**Supplied text**
BEGIN

By Barnett Wright
The Birmingham Times
First in a series
Earlier this year, Yasmine Wright, a 10th grader at Wenonah High School, left her job at the Birmingham Zoo after working her shift, something she had done for weeks prior. The 16-year-old never made it home. Yasmine was killed by stray gunfire that also left another man dead.
Two weeks later, Javarius “Deno” Reid, 17, was killed when he was caught in crossfire at a North Birmingham intersection. The Carver High School junior was on his way home in a vehicle with friends when gunfire rang out in and around the 2900 block of 16th Street North.
Those deaths were in January 2022, and since then the gun violence has increased in the Magic City, destroying families and communities and traumatizing students who attended school with the murdered teens. Then came August, when seven people died from gun violence over six days, including one period during which there were four homicides in under four hours.
Just last week, another homicide gripped the city. Remains found in a burning abandoned house in West Birmingham were officially confirmed as a husband and father of four who had been reported missing. Police identified the remains as those of 42-year-old Nathan Gemeinhart and said evidence showed that he had been a victim of homicide.
The 2022 homicide numbers in Birmingham are grim. According to the Birmingham Police Department’s (BPD’s) year-to-date public safety stats through August 25, 2022, murders were at 87 this year versus 66 at the same time in 2021, a 32 percent increase.
Police have said tackling some of the homicides can be “frustrating” especially when some of the violence occurs inside a house or a vehicle.
“It makes it hard for police to intervene,’’ said Police Chief Scott Thurmond in a July interview with AL.com. “How do you look and see what’s going on in a residence? How do you look and see what’s going in every vehicle in our city? It’s very frustrating.”
Currently, the city is on pace to reach nearly 150 homicides. The highest number in recent memory was 141 in 1991, according to Al.com’s Carol Robinson.

END

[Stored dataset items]

BEGIN

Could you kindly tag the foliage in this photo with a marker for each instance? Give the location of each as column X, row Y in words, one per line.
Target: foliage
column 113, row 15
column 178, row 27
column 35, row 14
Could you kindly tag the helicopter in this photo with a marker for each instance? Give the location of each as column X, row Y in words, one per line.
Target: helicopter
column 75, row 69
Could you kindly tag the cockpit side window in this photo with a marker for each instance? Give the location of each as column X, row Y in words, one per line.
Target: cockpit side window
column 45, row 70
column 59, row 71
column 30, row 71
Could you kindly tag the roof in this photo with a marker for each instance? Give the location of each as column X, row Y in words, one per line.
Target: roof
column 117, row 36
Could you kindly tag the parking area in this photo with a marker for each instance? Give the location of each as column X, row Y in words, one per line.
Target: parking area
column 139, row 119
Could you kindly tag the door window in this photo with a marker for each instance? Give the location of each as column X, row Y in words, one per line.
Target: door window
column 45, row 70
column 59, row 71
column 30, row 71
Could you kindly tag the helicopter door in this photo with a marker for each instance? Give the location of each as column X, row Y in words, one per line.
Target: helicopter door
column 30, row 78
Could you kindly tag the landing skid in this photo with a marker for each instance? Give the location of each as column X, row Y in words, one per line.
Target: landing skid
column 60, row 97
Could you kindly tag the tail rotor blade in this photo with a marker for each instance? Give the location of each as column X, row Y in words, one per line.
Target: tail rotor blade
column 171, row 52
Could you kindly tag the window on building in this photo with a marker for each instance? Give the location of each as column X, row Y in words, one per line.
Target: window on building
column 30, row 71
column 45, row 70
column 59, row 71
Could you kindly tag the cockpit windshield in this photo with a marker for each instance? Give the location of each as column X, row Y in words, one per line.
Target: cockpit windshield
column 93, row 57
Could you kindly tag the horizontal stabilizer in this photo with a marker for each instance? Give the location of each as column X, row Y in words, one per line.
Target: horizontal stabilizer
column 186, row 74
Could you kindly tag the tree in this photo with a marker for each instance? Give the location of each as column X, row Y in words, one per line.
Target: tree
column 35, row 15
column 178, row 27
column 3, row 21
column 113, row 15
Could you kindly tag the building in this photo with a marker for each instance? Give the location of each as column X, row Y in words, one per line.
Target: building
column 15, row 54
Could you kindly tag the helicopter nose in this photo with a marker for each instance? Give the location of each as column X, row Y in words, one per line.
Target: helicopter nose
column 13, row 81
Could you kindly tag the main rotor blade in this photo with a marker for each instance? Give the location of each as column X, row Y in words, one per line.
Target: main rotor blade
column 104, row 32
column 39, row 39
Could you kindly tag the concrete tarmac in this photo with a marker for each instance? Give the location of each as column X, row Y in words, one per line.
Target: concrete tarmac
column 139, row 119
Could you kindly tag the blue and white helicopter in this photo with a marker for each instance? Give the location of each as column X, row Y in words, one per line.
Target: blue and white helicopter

END

**Work instructions**
- a) In the article on Birmingham gun violence, reproduce word for word the passage from "By Barnett Wright" up to and including "another man dead.".
- b) Condense the paragraph of the Birmingham gun violence article that begins "The 2022 homicide numbers in Birmingham are grim," keeping its main facts.
- c) Write the next part of the article on Birmingham gun violence, picking up after its final sentence.

**Answers**
- a)
By Barnett Wright
The Birmingham Times
First in a series
Earlier this year, Yasmine Wright, a 10th grader at Wenonah High School, left her job at the Birmingham Zoo after working her shift, something she had done for weeks prior. The 16-year-old never made it home. Yasmine was killed by stray gunfire that also left another man dead.

- b) Birmingham's 2022 homicide figures are grim. Birmingham Police Department stats through August 25, 2022, show 87 murders this year, compared with 66 at the same point in 2021, a 32 percent increase.

- c)
Beginning today and continuing through the end of the year, AL.com and The Birmingham Times Media Group will collaborate on a series of reports with a focus on contributing factors that may have fueled the high rate of homicides in 2022 and magnifying the voices of those who are affected by violence or working in areas to reduce some of the crime.
Additional reporting and storytelling will be provided on a biweekly or monthly basis, covering topics that include but are not limited to domestic violence, education, guns, and accountability. This partnership will also look at solutions offered by those who work daily in this space, including law enforcement, community activists, and mental health professionals.
Some of those voices are contained in this article which will be elaborated and highlighted in future installments of the series.
Families
The pain of gun violence is felt no more somberly than among families who have lost loved ones.
“There’s not a day that goes by that I don’t cry because [my son, Kavas], will be greatly missed forever as long as my heart beats,’’ said Akita Jemison, whose 16-year-old son, killed on July 23, had just completed the 10th grade at Jackson-Olin High School. Kavas was found in the back seat of a sedan on Interstate 59/20 in Birmingham, dead from a gunshot wound to the head.
“I want people to know the steps I took as a mom,” Jemison, a single mother who has two other children—a 13-year-old son and an 11-year-old daughter—told Al.com’s Robinson. “It’s hard when you’re doing it on your own and trying to bring up your kids the right way.”
Jemison said she wants her son to be remembered as loving and kind, and she will advocate for other children not to meet the same fate.
“These kids need something to do,” she said. “I will fight for that until the day I die. I couldn’t save my son, but maybe I can save someone else’s.”
Ja’kia Winston, 19, was shot to death on Sunday, August 7, 2022, when gunfire erupted during exhibition driving in Birmingham. She leaves behind an 8-month-old.
“Ja’Kia Winston wasn’t just your typical 19-year-old. To know her was to love her,” her mother, Keizia Gaines, said in a GoFundMe request. “She was ambitious, outgoing, and independent. But, most importantly, a great mother who loved her 8-month-old son more than life itself.”
Gaines started the GoFundMe to help with her daughter’s funeral, which was held on August 20.
“This is by far one of the hardest things I’ve ever had to do as a mother,” she said. “A piece of me died along with my child.”
After Gemeinhart was identified, his family released a statement last week that said in part: “We are heartbroken by the loss of our Nathan. He was good, kind, and faithful. He was funny. He listened well. He worked hard. He never met a stranger and never, ever turned down a plate of Tex-Mex. Nathan was a gifted musician who enjoyed teaching his children the names of instruments and blues musicians. He loved Jesus.
“He absolutely adored being a daddy. He delighted in his family and friends. His love for his wife was patient, tender, and unending. We miss him terribly and will grieve his absence the rest of our days.”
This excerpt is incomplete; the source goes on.